Identify each line of the listing below that contains the word "seated", and reproduce those lines in full. Treat the match as case-sensitive.
========
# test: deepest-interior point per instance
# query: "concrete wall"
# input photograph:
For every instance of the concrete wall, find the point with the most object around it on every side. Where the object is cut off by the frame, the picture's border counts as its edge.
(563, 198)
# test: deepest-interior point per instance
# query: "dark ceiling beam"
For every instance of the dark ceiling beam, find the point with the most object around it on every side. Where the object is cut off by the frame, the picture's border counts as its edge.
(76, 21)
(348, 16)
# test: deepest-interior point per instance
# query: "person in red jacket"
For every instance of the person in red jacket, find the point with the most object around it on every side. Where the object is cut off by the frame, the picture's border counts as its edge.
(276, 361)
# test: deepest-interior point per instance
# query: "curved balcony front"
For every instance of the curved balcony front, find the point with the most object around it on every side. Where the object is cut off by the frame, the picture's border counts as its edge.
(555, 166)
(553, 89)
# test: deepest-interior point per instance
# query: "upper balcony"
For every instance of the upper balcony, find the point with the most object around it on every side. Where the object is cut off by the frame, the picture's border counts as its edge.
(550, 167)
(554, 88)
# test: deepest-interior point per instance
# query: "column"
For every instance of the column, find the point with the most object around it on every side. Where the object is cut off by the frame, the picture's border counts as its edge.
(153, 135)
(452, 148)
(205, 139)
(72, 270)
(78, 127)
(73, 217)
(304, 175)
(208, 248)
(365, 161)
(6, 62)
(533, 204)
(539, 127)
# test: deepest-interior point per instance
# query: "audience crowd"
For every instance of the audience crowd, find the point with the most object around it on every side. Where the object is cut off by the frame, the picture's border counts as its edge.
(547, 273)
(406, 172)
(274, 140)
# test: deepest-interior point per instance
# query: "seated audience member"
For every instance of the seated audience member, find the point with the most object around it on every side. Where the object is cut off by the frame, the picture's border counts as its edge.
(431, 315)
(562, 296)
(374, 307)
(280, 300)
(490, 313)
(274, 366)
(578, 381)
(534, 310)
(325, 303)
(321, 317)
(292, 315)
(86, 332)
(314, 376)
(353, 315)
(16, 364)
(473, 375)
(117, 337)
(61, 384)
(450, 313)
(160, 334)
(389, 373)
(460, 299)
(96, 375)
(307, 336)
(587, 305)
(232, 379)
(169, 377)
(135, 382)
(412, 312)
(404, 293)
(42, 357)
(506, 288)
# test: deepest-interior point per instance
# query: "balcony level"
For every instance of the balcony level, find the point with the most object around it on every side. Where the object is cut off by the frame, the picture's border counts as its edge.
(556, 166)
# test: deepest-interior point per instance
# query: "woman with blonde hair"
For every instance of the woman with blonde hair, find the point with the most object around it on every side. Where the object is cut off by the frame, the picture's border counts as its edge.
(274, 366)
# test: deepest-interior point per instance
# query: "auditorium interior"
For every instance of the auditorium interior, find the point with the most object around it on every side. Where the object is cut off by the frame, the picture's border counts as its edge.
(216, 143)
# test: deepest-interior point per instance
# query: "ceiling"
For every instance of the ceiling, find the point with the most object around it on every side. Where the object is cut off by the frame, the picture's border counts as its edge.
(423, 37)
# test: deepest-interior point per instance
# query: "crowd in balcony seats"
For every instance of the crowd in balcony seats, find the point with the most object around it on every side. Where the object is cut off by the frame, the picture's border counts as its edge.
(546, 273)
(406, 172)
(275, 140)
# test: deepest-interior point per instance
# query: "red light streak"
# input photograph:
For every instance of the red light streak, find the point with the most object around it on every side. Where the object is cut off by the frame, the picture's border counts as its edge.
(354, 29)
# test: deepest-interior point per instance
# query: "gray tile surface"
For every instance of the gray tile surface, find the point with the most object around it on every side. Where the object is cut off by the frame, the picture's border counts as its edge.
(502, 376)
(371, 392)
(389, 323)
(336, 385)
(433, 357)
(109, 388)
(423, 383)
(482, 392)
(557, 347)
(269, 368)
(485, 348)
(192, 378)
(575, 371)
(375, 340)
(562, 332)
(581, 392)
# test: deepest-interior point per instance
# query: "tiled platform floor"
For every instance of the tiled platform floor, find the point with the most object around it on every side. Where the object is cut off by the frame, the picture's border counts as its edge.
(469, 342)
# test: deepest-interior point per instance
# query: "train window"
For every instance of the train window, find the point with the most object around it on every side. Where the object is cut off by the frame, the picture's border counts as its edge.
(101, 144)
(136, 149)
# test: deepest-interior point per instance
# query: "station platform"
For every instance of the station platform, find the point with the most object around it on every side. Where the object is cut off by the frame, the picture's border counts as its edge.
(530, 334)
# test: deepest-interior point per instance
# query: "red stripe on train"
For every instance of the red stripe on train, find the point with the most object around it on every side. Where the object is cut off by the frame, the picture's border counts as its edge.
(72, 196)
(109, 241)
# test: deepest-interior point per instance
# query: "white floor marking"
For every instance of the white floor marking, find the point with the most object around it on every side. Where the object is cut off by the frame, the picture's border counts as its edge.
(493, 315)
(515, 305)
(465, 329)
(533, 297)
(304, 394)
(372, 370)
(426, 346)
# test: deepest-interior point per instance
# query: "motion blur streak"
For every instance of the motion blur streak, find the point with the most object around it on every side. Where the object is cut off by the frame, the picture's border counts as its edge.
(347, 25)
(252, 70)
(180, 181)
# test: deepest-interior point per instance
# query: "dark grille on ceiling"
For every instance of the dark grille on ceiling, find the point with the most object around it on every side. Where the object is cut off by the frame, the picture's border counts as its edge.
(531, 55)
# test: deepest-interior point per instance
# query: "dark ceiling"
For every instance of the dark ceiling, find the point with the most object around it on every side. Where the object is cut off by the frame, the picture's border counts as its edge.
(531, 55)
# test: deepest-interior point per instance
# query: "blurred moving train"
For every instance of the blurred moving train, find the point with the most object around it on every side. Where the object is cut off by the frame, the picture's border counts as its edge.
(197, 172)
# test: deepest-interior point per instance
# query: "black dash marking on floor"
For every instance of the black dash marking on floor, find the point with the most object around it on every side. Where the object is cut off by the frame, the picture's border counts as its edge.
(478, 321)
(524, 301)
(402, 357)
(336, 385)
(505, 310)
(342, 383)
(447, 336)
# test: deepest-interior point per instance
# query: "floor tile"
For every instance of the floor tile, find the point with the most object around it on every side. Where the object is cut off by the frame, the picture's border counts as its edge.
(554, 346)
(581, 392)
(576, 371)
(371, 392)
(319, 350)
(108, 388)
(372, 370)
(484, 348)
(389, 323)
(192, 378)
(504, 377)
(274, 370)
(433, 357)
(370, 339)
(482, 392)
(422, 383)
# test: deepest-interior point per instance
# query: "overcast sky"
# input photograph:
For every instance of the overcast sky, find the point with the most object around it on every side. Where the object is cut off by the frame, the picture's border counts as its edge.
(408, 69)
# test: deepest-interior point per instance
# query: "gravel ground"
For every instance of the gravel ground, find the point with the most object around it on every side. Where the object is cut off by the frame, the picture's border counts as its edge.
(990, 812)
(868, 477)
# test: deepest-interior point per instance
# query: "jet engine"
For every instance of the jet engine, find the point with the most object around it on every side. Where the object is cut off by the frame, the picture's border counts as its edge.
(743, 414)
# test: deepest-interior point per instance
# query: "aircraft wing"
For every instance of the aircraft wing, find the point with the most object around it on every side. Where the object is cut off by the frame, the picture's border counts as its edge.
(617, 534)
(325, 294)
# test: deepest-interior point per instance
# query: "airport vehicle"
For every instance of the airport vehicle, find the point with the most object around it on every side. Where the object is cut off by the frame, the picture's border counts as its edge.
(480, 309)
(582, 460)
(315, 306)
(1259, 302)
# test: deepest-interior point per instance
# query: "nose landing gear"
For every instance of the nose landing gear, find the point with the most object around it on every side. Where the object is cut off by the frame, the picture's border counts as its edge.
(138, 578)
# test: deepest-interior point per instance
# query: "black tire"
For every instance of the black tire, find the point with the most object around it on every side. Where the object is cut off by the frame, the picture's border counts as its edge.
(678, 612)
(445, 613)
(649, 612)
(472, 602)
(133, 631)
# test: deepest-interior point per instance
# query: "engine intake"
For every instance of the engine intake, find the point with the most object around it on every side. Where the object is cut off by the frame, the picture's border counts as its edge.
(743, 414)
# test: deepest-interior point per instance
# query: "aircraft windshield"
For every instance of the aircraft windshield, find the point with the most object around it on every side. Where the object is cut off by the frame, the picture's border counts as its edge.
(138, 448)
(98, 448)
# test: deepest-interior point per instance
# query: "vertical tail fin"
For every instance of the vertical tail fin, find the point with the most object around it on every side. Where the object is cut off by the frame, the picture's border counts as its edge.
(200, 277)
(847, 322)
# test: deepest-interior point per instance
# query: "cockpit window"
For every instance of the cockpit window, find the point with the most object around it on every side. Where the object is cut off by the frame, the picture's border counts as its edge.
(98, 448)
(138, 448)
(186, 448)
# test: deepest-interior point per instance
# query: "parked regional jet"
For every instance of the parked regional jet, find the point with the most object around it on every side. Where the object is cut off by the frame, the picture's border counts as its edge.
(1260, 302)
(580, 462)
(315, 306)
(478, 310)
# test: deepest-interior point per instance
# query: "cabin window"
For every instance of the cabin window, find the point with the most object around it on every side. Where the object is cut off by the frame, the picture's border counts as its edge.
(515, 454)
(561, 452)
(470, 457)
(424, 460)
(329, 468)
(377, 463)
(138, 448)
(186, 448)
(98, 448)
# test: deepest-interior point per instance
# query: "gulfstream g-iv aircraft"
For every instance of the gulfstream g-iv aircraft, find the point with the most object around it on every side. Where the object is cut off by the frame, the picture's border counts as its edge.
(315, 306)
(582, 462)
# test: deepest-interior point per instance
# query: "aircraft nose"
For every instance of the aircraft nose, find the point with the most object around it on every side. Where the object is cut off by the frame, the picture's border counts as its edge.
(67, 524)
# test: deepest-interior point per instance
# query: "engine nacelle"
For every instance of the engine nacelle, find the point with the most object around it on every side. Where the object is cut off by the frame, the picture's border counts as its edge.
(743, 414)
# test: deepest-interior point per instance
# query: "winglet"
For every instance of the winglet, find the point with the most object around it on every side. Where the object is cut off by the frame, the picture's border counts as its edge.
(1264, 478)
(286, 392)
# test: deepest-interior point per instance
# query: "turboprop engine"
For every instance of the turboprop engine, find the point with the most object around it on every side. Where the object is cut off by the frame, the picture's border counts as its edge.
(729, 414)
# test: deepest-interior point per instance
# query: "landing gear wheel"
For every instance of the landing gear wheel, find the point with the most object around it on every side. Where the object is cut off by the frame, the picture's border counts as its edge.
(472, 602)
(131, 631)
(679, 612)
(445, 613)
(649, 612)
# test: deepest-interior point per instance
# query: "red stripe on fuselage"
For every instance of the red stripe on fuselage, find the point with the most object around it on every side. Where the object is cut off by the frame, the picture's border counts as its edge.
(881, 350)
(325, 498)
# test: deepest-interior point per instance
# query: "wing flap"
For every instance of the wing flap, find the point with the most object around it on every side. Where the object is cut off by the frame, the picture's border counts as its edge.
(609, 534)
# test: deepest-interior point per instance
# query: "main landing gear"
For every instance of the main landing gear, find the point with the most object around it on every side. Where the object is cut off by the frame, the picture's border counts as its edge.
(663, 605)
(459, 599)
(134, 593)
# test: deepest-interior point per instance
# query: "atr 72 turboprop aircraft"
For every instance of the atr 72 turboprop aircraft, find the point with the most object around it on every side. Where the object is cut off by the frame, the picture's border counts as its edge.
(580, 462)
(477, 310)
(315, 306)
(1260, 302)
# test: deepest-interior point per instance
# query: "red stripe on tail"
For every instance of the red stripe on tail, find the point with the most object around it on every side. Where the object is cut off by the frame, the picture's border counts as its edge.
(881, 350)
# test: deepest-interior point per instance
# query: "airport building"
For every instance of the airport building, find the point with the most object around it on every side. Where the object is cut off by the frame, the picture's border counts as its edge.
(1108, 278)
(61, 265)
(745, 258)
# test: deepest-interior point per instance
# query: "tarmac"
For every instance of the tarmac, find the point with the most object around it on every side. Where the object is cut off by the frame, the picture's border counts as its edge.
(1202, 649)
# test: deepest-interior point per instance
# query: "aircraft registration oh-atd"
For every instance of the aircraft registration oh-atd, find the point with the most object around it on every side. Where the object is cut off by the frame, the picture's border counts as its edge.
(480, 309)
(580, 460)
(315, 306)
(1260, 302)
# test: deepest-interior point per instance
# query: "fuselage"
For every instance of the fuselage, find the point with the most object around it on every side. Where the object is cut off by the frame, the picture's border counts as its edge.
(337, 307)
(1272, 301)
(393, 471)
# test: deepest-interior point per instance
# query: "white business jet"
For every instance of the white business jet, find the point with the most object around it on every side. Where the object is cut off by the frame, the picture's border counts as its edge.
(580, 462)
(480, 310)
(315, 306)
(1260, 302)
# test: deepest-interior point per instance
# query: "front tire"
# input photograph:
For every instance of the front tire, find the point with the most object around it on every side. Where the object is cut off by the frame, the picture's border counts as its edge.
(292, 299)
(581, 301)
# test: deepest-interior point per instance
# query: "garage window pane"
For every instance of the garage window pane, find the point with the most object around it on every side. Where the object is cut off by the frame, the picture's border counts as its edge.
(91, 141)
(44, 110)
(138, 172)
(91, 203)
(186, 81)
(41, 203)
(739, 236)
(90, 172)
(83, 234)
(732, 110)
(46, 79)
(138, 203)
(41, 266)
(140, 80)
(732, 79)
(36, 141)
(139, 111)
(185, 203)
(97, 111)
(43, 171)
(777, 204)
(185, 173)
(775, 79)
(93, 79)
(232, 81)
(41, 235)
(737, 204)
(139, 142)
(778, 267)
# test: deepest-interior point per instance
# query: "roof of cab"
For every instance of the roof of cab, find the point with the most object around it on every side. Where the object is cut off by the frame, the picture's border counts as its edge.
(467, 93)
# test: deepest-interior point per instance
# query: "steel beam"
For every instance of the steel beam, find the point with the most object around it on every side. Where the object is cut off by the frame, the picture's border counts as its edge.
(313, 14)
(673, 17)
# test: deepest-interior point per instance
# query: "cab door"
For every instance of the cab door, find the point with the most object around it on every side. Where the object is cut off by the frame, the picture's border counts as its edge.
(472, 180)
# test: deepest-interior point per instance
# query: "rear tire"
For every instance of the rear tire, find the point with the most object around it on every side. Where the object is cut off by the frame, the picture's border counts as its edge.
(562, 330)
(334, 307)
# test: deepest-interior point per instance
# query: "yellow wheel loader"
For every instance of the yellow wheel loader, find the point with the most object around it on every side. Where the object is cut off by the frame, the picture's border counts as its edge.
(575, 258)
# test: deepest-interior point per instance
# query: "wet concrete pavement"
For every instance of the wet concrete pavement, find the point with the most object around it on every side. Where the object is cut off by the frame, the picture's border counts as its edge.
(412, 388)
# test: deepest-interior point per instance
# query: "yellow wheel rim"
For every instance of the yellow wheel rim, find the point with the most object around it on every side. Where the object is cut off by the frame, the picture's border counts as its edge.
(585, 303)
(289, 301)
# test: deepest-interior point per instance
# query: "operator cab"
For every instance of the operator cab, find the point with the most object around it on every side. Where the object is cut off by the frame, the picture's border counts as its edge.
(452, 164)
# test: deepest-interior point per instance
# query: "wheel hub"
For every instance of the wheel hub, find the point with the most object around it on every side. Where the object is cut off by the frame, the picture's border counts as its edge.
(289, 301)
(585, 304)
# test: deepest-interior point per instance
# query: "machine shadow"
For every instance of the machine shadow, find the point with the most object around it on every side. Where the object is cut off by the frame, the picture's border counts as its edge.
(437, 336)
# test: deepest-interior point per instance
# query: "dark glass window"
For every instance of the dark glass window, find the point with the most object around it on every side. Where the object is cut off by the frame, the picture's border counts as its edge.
========
Response to this task >>
# query: "seated audience member"
For every instance of the seated audience member, find the point with the most object around it on every side. Where the object is cut off by the frame, the picture's border counts as its edge.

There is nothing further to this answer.